▶ [TASK DIRECTIONS] Reproduce the material below, from the line containing "You are given a photograph. For the dry vegetation" through the end of the material, inclusive. Leave out everything before that line.

▶ [Object pointing records for photos]
>> BEGIN
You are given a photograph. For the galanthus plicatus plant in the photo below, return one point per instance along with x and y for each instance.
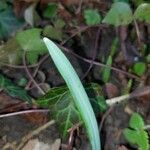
(77, 91)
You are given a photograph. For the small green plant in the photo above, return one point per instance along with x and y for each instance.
(139, 68)
(92, 17)
(77, 91)
(136, 133)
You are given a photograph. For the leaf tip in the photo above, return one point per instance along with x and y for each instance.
(45, 39)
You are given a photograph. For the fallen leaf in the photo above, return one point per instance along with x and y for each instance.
(111, 90)
(36, 145)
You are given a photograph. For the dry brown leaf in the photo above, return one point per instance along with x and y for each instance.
(35, 144)
(111, 90)
(37, 118)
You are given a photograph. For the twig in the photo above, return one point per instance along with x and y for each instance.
(18, 66)
(81, 29)
(23, 112)
(105, 116)
(30, 76)
(71, 138)
(36, 70)
(94, 53)
(34, 133)
(137, 32)
(134, 94)
(99, 64)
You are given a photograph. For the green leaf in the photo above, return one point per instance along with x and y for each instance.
(60, 103)
(59, 24)
(138, 2)
(77, 91)
(119, 14)
(11, 89)
(139, 138)
(51, 10)
(139, 68)
(106, 71)
(3, 5)
(148, 58)
(10, 52)
(131, 135)
(31, 42)
(142, 13)
(136, 122)
(32, 57)
(8, 23)
(92, 17)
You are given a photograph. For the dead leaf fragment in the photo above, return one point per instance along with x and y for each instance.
(36, 145)
(111, 90)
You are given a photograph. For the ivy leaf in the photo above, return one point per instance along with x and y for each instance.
(142, 13)
(8, 23)
(119, 14)
(31, 42)
(139, 68)
(11, 89)
(60, 103)
(92, 17)
(136, 121)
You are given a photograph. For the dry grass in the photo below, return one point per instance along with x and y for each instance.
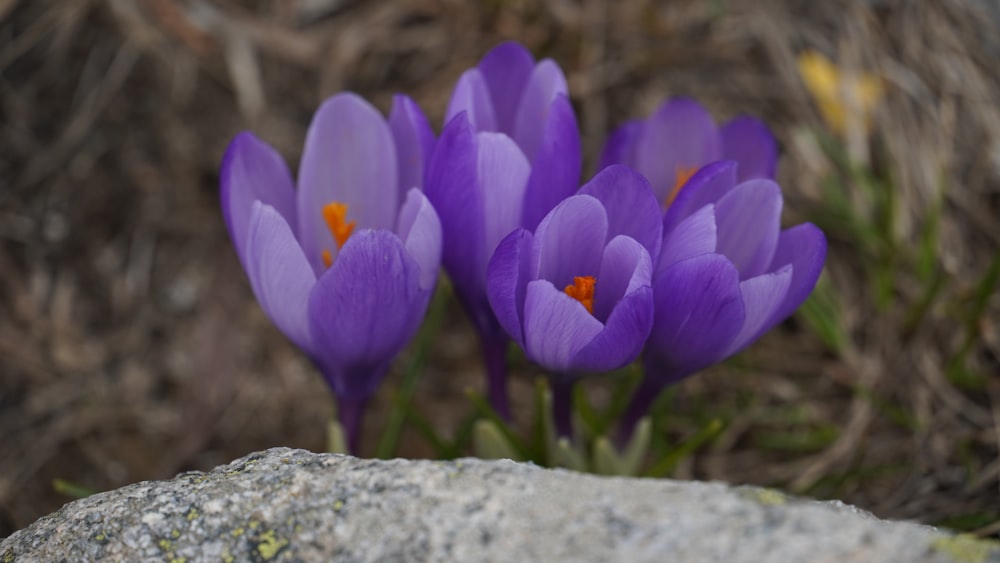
(131, 347)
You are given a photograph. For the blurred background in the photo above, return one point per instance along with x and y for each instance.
(131, 347)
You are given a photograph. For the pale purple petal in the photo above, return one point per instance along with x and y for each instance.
(507, 281)
(452, 187)
(364, 309)
(420, 230)
(555, 171)
(556, 326)
(620, 146)
(749, 222)
(623, 336)
(503, 177)
(750, 143)
(625, 266)
(253, 171)
(472, 97)
(699, 311)
(414, 141)
(534, 109)
(708, 185)
(804, 247)
(506, 70)
(279, 273)
(761, 296)
(679, 137)
(349, 157)
(630, 204)
(569, 240)
(694, 236)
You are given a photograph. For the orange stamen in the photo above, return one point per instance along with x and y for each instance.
(583, 291)
(682, 175)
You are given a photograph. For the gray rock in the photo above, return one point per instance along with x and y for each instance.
(292, 505)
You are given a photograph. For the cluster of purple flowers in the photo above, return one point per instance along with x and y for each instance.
(672, 252)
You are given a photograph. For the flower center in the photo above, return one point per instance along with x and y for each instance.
(335, 215)
(681, 176)
(582, 290)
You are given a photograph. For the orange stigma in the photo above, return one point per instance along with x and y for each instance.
(583, 291)
(681, 176)
(335, 215)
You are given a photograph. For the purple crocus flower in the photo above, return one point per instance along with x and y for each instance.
(510, 151)
(576, 294)
(726, 274)
(681, 137)
(345, 265)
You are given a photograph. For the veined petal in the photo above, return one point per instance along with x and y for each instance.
(507, 281)
(253, 171)
(749, 221)
(620, 146)
(699, 311)
(279, 273)
(503, 177)
(506, 70)
(630, 204)
(556, 326)
(708, 185)
(364, 309)
(453, 188)
(679, 137)
(534, 108)
(762, 296)
(414, 141)
(569, 240)
(349, 157)
(420, 230)
(804, 247)
(555, 171)
(694, 236)
(472, 96)
(625, 266)
(750, 143)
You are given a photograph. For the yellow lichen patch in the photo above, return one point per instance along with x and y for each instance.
(269, 545)
(966, 548)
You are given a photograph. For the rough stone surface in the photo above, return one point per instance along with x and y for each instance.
(293, 505)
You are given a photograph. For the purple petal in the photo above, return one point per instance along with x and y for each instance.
(694, 236)
(349, 157)
(364, 309)
(279, 273)
(420, 230)
(506, 70)
(708, 185)
(507, 281)
(534, 109)
(679, 137)
(503, 177)
(623, 336)
(570, 240)
(749, 222)
(762, 296)
(253, 171)
(452, 188)
(472, 97)
(631, 207)
(620, 146)
(414, 141)
(555, 171)
(699, 312)
(804, 247)
(625, 266)
(750, 143)
(556, 326)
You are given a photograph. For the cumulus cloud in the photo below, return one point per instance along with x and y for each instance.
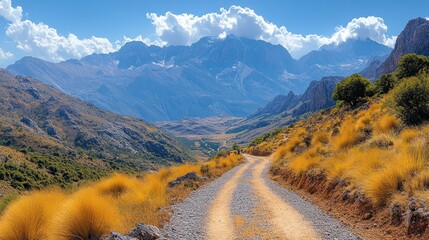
(44, 41)
(185, 29)
(8, 12)
(5, 55)
(146, 41)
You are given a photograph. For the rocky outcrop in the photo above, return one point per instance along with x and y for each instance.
(318, 96)
(283, 110)
(191, 176)
(413, 39)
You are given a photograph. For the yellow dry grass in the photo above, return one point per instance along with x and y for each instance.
(115, 203)
(367, 151)
(348, 135)
(386, 123)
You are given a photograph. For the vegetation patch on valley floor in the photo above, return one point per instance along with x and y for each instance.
(369, 152)
(116, 203)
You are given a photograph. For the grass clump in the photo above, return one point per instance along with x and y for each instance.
(31, 217)
(348, 136)
(87, 215)
(118, 203)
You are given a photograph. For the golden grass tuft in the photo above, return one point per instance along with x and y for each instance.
(320, 137)
(30, 217)
(116, 203)
(363, 122)
(409, 134)
(287, 148)
(87, 215)
(303, 162)
(348, 136)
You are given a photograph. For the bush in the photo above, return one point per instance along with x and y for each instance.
(411, 64)
(385, 83)
(352, 89)
(411, 100)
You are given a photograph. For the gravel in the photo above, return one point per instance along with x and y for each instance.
(325, 225)
(189, 217)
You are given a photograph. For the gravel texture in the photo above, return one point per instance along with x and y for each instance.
(189, 217)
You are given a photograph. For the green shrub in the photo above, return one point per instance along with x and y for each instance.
(411, 64)
(352, 90)
(385, 83)
(411, 100)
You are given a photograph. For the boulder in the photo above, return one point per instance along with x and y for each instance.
(118, 236)
(192, 176)
(145, 232)
(416, 221)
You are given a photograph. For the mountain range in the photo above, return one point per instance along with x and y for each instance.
(230, 76)
(61, 137)
(285, 109)
(413, 39)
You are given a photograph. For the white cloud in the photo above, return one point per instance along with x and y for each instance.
(5, 55)
(44, 41)
(185, 29)
(146, 41)
(8, 12)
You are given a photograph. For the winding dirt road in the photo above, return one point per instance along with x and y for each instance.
(246, 204)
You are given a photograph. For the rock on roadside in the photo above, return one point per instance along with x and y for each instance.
(140, 232)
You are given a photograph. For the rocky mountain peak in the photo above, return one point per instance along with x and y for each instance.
(413, 39)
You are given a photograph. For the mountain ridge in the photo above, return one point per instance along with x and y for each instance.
(65, 140)
(413, 39)
(231, 76)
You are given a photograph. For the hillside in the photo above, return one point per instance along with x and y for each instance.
(365, 163)
(50, 138)
(232, 76)
(285, 109)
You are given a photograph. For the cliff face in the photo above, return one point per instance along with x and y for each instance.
(285, 109)
(413, 39)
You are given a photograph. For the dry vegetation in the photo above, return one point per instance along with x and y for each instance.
(115, 203)
(367, 147)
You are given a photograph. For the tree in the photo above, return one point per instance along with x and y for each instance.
(411, 64)
(385, 83)
(352, 89)
(411, 100)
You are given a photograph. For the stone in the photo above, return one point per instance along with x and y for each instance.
(367, 216)
(416, 221)
(189, 176)
(118, 236)
(145, 232)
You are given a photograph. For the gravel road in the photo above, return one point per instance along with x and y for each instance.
(245, 204)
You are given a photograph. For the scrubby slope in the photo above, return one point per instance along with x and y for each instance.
(365, 157)
(47, 137)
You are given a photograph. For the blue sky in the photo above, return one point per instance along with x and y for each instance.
(56, 30)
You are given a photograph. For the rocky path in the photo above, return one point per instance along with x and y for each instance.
(245, 204)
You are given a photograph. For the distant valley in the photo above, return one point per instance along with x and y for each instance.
(213, 77)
>> END
▶ [EXERCISE RESPONSE]
You are given a photograph. For the dry vegetation in the photo above, return one point per instance along with x and y for each instance.
(115, 203)
(367, 147)
You are given a photograph. For the tree in the photo above, return one point per instance along with x and y for each instance.
(411, 64)
(385, 83)
(352, 89)
(411, 100)
You are given a photograph. For the stone in the photo above, return one point per instance along with x and y for each instance.
(367, 216)
(416, 221)
(189, 176)
(118, 236)
(145, 232)
You are given a photograph. For the gravel road in the photo above, return one point per instance along with x and y for each instance.
(245, 204)
You are given a photograph. For the scrubby slope in the photo above, return one point per instance along with x and y for each instance.
(365, 157)
(47, 137)
You are given a photograph. For the blue sky in the photo above, return one point per instance along with x and y for each instance.
(56, 30)
You are given a photograph. For the rocky path in the photo above, return one point per instance along with x and y for each instance.
(245, 204)
You are given a photograph. For the distant valley in the photo above, return one point per instance along with x and y for each instance.
(213, 77)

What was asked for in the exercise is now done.